What the exercise asks — Rewrite everything from the start of the listing down to the line containing "negative clicks: (826, 136)", replacing "clicks" with "points" and leaving everything else unchanged. Leave the pictures out of your answer.
Provided entries START
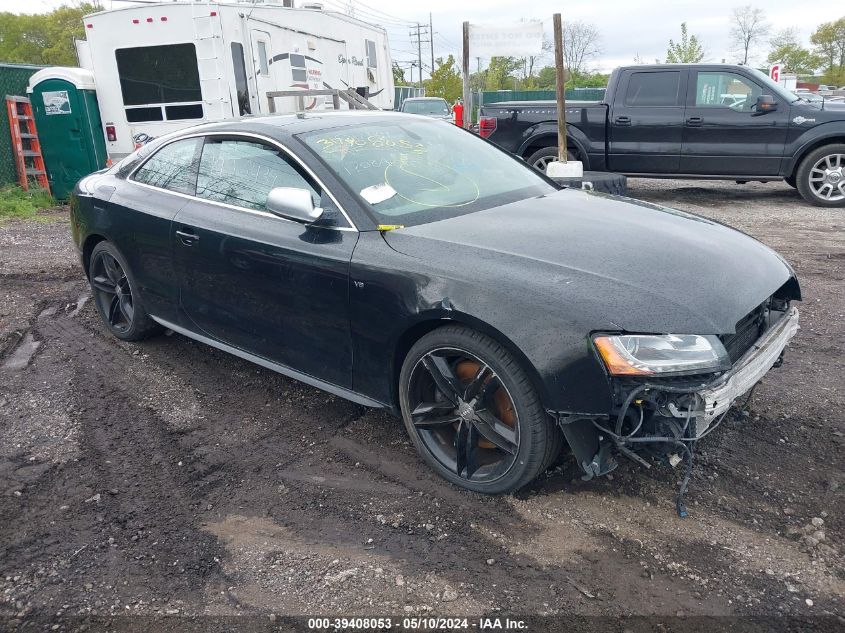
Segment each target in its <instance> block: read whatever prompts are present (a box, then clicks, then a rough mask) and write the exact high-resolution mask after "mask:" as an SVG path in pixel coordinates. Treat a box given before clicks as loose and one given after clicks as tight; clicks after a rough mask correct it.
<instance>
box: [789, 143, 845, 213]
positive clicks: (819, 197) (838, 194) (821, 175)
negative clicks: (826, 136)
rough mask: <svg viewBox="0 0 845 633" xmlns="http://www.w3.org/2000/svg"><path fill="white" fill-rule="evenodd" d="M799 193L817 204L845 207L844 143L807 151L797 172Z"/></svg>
mask: <svg viewBox="0 0 845 633" xmlns="http://www.w3.org/2000/svg"><path fill="white" fill-rule="evenodd" d="M796 182H797V185H798V192H799V193H800V194H801V196H802V197H803V198H804V199H805V200H806V201H807V202H809V203H810V204H814V205H816V206H819V207H845V144H841V143H837V144H833V145H825V146H824V147H819V148H818V149H815V150H813V151H812V152H810V153H809V154H808V155H807V156H806V158H804V160H803V161H801V165H800V167H798V172H797V174H796Z"/></svg>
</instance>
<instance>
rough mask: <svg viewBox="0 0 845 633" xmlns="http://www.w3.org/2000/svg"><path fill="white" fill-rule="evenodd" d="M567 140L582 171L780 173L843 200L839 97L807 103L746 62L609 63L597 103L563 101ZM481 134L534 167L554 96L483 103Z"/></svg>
mask: <svg viewBox="0 0 845 633" xmlns="http://www.w3.org/2000/svg"><path fill="white" fill-rule="evenodd" d="M566 122H567V130H566V132H567V147H568V149H569V151H570V153H571V159H573V160H580V161H582V162H583V163H584V169H590V170H594V171H616V172H619V173H623V174H626V175H628V176H645V177H671V178H721V179H728V180H736V181H739V182H743V181H749V180H759V181H766V180H781V179H783V180H786V182H788V183H789V184H790V185H792V186H794V187H797V188H798V190H799V191H800V193H801V195H802V196H804V198H805V199H807V200H808V201H809V202H811V203H813V204H816V205H819V206H845V104H840V103H824V102H812V103H811V102H808V101H805V100H802V99H800V98H798V97H797V96H796V95H794V94H792V93H790V92H788V91H787V90H785V89H784V88H783V87H781V86H779V85H777V84H775V83H774V82H772V81H771V80H770V79H769V78H768V77H766V76H765V75H763V74H762V73H760V72H759V71H756V70H754V69H752V68H749V67H747V66H736V65H727V64H659V65H653V66H629V67H623V68H618V69H616V70H615V71H614V72H613V74H612V75H611V77H610V81H609V83H608V88H607V91H606V93H605V101H604V102H601V103H599V102H568V103H567V104H566ZM479 130H480V134H481V136H483V137H485V138H488V139H489V140H490V141H491V142H493V143H496V144H497V145H499V146H501V147H502V148H504V149H506V150H508V151H510V152H513V153H514V154H516V155H518V156H520V157H522V158H524V159H525V160H527V161H529V162H531V163H532V164H533V165H534V166H536V167H537V168H538V169H541V170H543V169H544V168H545V165H546V164H547V163H548V162H549V161H550V160H554V159H555V156H556V152H557V108H556V104H555V102H553V101H513V102H504V103H495V104H489V105H485V106H482V108H481V118H480V121H479Z"/></svg>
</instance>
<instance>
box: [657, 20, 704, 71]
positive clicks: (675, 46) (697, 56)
mask: <svg viewBox="0 0 845 633" xmlns="http://www.w3.org/2000/svg"><path fill="white" fill-rule="evenodd" d="M702 59H704V47H703V46H702V45H701V43H700V42H699V41H698V38H697V37H696V36H695V35H689V33H688V32H687V23H686V22H682V23H681V41H680V42H678V43H675V41H674V40H669V49H668V50H667V51H666V63H667V64H697V63H698V62H700V61H701V60H702Z"/></svg>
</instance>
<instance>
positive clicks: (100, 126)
mask: <svg viewBox="0 0 845 633" xmlns="http://www.w3.org/2000/svg"><path fill="white" fill-rule="evenodd" d="M26 91H27V93H28V94H29V98H30V101H32V111H33V114H34V115H35V127H36V130H37V131H38V140H39V141H40V142H41V153H42V154H43V156H44V163H45V165H46V166H47V176H48V178H49V179H50V188H51V189H52V192H53V195H54V196H55V197H56V198H57V199H59V200H64V199H66V198H67V197H68V195H69V194H70V192H71V190H72V189H73V186H74V185H75V184H76V183H77V181H78V180H79V179H80V178H82V177H83V176H86V175H88V174H90V173H91V172H92V171H97V170H98V169H102V168H103V167H105V166H106V160H108V154H107V153H106V142H105V139H104V138H103V124H102V121H101V120H100V108H99V107H98V106H97V92H96V88H95V85H94V75H93V74H92V73H91V72H90V71H88V70H84V69H82V68H65V67H61V66H54V67H51V68H45V69H43V70H39V71H38V72H37V73H35V74H34V75H32V77H30V79H29V86H27V89H26Z"/></svg>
Provided entries END
Result of this exercise —
Segment each target in its <instance> block: read whatever prompts are present (a box, then points, then a rough mask) and write the exact high-resolution mask after "mask:" as an SVG path in pixel coordinates. Treat a box given before points as loose and one given after points as tight; points after a rough mask correct it.
<instance>
box: [789, 143, 845, 213]
positive points: (819, 197) (838, 194) (821, 175)
negative points: (826, 136)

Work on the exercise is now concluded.